EXTRAIT CITÉ:
★ ★ ★ ★ ★

Passé la première vision où l'on bande du fantasme de voir une fight entre Batman et Bane, The Dark Knight Rises est très décevant. Une conclusion hâtive et bâclée, indigne des deux autres épisodes mémorables de la trilogie de Nolan.
Je veux bien comprendre les problèmes causés par la mort prématurée de Heath Ledger. Dès la fin de The Dark Knight, Nolan a repris son scénar' pour se dépêtrer avec son Double-Face. Il aurait dû rester dans TDKR, d'abord pensé comme tournant autour du procès du Joker. Un fantasme absolu, qui aurait pu être tellement plus cohérent avec l'esprit de son réalisateur, centré sur ses personnages et les histoires de manipulations, de mental, etc. Faute d'Heath Ledger, Nolan a sorti de son chapeau le bad-guy le plus maltraité par Schumacher, sans qu'il n'arrive encore à l'exploiter pleinement ni à le rendre cohérent.

★ ★ ★ ★ ★

LISTE DES ENREGISTREMENTS:
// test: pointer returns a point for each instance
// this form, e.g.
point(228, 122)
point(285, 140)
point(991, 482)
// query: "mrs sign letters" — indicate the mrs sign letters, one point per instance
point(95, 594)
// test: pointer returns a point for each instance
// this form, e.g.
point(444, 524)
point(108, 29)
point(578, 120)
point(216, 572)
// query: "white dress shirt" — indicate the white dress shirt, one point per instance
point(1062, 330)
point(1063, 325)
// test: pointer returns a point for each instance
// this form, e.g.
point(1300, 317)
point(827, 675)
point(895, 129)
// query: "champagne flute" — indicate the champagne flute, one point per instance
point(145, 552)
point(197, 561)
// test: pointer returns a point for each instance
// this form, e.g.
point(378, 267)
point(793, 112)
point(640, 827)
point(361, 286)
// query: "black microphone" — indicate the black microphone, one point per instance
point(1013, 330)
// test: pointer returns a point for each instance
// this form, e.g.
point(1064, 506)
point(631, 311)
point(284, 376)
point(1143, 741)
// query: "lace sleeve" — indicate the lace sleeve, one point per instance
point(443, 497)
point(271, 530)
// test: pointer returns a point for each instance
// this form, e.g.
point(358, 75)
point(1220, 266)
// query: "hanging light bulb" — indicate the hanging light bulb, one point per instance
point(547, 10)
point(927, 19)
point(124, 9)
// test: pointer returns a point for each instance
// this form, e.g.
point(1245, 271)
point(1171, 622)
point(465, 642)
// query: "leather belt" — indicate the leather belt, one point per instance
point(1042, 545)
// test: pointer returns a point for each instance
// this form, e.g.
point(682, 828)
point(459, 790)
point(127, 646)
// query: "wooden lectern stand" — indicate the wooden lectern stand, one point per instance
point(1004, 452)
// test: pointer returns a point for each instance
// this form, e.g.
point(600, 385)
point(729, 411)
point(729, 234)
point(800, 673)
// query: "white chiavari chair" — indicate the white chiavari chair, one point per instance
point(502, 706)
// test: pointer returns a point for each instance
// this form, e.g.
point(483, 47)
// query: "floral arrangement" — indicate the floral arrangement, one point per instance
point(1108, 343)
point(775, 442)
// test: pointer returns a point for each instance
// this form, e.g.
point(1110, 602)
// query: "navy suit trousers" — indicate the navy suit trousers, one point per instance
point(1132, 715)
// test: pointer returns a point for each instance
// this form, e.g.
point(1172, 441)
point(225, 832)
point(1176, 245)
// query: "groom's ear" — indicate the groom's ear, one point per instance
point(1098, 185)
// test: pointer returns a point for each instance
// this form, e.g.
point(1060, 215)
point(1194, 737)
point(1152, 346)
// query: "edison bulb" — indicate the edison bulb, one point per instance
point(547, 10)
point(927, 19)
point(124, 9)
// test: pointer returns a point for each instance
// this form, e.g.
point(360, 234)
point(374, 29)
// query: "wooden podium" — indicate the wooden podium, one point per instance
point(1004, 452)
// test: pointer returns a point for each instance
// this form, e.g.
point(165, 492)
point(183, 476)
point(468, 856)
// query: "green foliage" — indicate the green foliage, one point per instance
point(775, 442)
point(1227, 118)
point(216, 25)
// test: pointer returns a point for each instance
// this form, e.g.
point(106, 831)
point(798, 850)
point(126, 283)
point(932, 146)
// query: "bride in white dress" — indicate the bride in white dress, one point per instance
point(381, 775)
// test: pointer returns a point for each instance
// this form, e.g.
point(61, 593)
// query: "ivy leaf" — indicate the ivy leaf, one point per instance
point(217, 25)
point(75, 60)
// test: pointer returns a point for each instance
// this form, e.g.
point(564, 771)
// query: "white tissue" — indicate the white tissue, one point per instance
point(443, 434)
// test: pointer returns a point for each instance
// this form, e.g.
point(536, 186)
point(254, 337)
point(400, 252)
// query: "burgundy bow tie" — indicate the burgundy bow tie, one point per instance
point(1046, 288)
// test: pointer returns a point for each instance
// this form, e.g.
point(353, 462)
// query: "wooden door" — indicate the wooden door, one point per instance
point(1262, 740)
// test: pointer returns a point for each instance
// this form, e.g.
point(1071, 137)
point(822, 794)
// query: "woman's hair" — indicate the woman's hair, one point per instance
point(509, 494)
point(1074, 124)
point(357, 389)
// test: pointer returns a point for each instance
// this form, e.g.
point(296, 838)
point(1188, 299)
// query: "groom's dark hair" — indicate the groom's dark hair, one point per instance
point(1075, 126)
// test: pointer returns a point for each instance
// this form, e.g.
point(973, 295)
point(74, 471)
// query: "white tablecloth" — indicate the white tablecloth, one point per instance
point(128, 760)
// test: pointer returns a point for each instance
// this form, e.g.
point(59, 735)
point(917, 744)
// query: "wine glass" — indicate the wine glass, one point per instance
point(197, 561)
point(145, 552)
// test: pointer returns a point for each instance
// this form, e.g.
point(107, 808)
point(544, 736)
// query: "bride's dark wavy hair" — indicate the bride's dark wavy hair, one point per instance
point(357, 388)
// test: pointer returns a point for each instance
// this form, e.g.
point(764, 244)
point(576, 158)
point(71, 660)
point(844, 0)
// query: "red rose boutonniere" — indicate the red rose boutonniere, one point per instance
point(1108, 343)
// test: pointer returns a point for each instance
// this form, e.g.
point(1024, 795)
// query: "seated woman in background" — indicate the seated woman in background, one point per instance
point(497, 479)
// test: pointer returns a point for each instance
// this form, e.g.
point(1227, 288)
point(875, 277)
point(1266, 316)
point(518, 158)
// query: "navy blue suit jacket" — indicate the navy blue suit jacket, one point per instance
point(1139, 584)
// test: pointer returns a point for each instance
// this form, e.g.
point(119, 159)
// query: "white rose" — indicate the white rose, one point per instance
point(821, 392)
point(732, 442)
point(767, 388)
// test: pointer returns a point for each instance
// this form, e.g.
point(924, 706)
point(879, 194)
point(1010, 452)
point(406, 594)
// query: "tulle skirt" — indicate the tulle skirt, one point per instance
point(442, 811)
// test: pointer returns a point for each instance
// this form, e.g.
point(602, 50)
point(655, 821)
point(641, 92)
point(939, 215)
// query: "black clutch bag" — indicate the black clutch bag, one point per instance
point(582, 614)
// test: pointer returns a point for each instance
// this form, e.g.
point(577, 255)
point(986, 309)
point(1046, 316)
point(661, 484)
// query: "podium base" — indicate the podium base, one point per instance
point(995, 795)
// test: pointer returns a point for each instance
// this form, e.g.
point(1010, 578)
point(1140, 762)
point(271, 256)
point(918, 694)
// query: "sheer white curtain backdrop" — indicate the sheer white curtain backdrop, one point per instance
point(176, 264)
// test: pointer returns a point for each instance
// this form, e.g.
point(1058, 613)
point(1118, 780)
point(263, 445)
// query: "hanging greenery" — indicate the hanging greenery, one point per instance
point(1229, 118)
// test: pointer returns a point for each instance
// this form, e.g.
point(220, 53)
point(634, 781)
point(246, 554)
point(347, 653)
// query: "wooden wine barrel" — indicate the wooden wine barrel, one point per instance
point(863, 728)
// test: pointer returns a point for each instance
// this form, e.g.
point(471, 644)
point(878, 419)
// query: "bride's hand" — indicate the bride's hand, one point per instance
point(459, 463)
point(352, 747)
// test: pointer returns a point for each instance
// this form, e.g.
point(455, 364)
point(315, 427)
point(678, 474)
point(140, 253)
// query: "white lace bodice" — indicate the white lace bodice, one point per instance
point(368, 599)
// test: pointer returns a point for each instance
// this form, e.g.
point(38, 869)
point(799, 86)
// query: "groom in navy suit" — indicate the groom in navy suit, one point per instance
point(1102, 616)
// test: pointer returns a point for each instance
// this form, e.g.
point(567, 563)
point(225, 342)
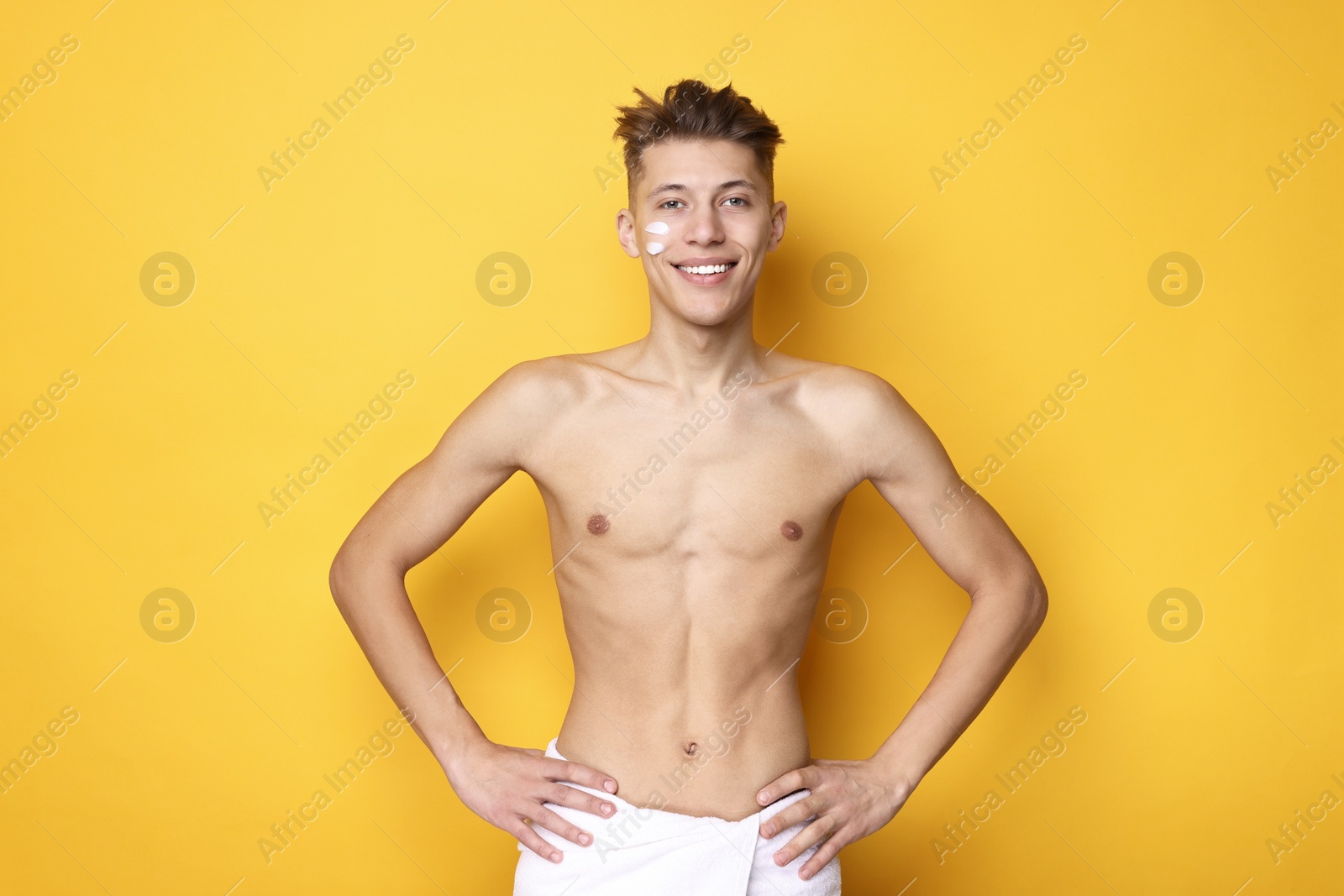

★ ★ ★ ★ ★

EXERCICE A: Indiquez si chacune des affirmations suivantes est conforme à la critique de The Dark Knight Rises, en répondant par oui ou par non et en citant les mots décisifs du texte : (i) l'auteur trouve The Dark Knight Rises très décevant ; (ii) le film était d'abord pensé comme tournant autour du procès de Bane ; (iii) selon l'auteur, Nolan réussit à exploiter pleinement le méchant qu'il a choisi.
EXERCICE B: Transcrivez le passage de la critique qui s'ouvre sur les mots contenant « Passé la première » et se clôt sur « trilogie de Nolan. ».

CORRIGÉ A:
(i) Oui : « The Dark Knight Rises est très décevant ».
(ii) Non : « d'abord pensé comme tournant autour du procès du Joker ».
(iii) Non : « sans qu'il n'arrive encore à l'exploiter pleinement ni à le rendre cohérent ».

CORRIGÉ B:
Passé la première vision où l'on bande du fantasme de voir une fight entre Batman et Bane, The Dark Knight Rises est très décevant. Une conclusion hâtive et bâclée, indigne des deux autres épisodes mémorables de la trilogie de Nolan.